TASK DESCRIPTION: Find each line in the listing below that contains the string "shelf", and copy those lines in full.

SOURCE RECORDS:
◆ ◆ ◆ ◆ ◆

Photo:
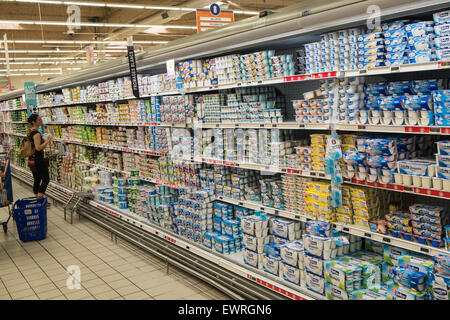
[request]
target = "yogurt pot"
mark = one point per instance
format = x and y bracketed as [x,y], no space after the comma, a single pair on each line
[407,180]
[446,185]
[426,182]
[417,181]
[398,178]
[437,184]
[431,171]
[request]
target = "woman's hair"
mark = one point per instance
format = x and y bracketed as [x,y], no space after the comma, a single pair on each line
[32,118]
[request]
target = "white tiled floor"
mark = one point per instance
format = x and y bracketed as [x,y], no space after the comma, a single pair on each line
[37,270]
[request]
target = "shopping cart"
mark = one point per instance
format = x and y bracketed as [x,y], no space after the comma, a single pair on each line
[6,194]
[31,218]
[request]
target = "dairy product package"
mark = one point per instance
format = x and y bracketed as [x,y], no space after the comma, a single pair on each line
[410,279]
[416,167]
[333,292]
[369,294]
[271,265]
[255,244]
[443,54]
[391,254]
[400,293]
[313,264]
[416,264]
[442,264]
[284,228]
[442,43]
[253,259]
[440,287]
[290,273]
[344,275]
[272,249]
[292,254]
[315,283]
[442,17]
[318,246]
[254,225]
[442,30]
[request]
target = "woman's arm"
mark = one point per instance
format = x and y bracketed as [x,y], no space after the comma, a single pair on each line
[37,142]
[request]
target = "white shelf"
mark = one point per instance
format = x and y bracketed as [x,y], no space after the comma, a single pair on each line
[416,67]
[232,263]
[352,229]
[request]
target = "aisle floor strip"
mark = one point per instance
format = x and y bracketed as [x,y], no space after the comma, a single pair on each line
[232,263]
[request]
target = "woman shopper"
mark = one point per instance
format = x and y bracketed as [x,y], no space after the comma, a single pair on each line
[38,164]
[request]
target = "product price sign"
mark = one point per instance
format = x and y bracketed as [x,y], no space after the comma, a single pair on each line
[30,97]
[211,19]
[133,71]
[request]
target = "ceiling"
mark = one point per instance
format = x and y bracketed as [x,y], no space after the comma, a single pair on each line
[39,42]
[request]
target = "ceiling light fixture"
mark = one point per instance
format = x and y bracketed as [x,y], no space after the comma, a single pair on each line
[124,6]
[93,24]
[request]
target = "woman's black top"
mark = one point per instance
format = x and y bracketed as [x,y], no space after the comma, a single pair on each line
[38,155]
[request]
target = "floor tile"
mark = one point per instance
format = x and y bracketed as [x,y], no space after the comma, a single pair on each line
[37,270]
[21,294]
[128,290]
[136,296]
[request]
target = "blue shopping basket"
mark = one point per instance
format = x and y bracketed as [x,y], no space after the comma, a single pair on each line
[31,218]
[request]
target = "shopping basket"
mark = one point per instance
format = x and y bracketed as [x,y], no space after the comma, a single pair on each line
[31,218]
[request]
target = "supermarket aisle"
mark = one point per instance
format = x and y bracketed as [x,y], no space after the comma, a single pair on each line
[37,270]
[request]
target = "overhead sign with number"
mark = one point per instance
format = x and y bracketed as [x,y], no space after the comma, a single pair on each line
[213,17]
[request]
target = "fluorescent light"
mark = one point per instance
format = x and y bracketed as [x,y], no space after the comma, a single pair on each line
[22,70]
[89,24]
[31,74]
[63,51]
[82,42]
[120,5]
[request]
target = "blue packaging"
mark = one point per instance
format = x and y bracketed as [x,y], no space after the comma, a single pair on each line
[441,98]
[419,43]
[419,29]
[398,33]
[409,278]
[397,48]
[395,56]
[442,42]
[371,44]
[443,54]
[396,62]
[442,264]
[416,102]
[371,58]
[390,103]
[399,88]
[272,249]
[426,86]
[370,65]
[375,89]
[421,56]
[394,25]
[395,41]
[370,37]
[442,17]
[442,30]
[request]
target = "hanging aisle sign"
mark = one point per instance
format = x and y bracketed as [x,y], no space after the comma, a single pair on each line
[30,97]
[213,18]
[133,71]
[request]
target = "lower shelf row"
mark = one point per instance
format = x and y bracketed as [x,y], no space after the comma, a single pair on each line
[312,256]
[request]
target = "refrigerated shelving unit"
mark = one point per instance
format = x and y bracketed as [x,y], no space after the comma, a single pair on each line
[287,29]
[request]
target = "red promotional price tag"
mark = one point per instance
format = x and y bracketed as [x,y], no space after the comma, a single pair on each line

◆ ◆ ◆ ◆ ◆

COMPLETE ANSWER:
target = "white shelf"
target = "lower shelf row"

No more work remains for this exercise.